Dealing with Police: Professional Relationships and Effective Advocacy
Introduction: Understanding the Dual Nature of Your Relationship
Your relationship with police officers is complex and sometimes contradictory. You work alongside them daily, sharing the same physical spaces and participating in the same processes. Yet your roles are fundamentally opposed: police seek evidence for prosecution while you protect suspects' rights and interests under PACE and the common law.[^1]
This tension creates unique challenges. You must maintain professional working relationships with officers you'll encounter repeatedly, while simultaneously challenging their decisions, questioning their evidence, and sometimes opposing their objectives. Successfully navigating this balance—being professionally cooperative without compromising your client's interests—is essential for effective practice.
This comprehensive guide explores how to work with police effectively, how to challenge improper conduct professionally, how to build productive relationships without crossing ethical lines, and how to advocate fearlessly for your clients while maintaining the professional respect necessary for long-term success.
The Professional Foundation: Mutual Respect Within Adversarial Roles
Understanding Police Perspectives
Before you can work effectively with police, you must understand their perspective:
Police see themselves as:
- Protecting public safety under their statutory duties[^2]
- Investigating crimes and seeking justice for victims
- Working under significant pressure and limited resources
- Following procedures and policies that constrain their work
- Dealing with dangerous, difficult, and dishonest people regularly
- Frustrated by legal technicalities that "let criminals off"
Police may view defense representatives as:
- Obstacles to investigation
- Helping guilty people avoid justice
- Unnecessarily complicating straightforward cases
- Exploiting legal technicalities
- Prolonging custody through lengthy consultations
- Sometimes obstructive or unprofessional
Some officers respect defense representatives as essential to fair process. Others resent us. Most fall somewhere in between, their attitude varying based on workload, previous experiences, and individual personality.
Understanding this context helps you:
- Anticipate potential friction points
- Recognize when hostility is personal vs. systemic frustration
- Frame requests in ways more likely to be heard
- Build bridges where possible
- Challenge professionally when necessary
Your Professional Obligations
Regardless of police attitudes toward you, your professional obligations remain constant:
Primary duty: Client's interests
PACE Code C and the SRA Code of Conduct establish that your sole duty is to your client.[^3] This means:
- Protecting their legal rights even when inconvenient for police
- Challenging improper procedures even when this creates tension
- Advising based on client's interests, not police preferences
- Maintaining absolute confidentiality under legal professional privilege[^4]
- Refusing to assist police investigation at client's expense
This duty overrides any desire to be "helpful" to police or maintain easy working relationships.

**Supplied information**
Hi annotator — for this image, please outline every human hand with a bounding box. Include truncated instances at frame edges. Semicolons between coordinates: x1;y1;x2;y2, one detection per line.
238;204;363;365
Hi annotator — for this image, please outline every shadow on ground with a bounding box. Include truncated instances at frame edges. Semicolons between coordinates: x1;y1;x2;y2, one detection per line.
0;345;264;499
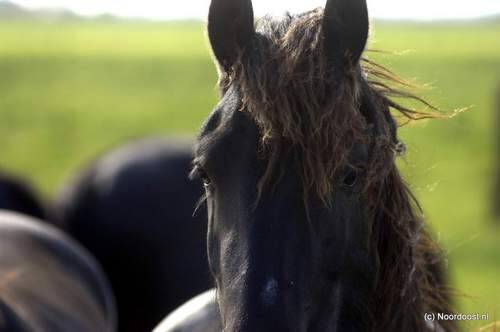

**Exercise objective**
Please answer these questions using the guide on dealing with police:
1. What do police seek, in contrast to the suspects' rights and interests you protect?
2. Which two documents establish that your sole duty is to your client?
3. What three things can make an officer's attitude toward defense representatives vary?
The lines above are separate from the guide on dealing with police.

**Reply to the task**
1. Evidence for prosecution.
2. PACE Code C and the SRA Code of Conduct.
3. Workload, previous experiences, and individual personality.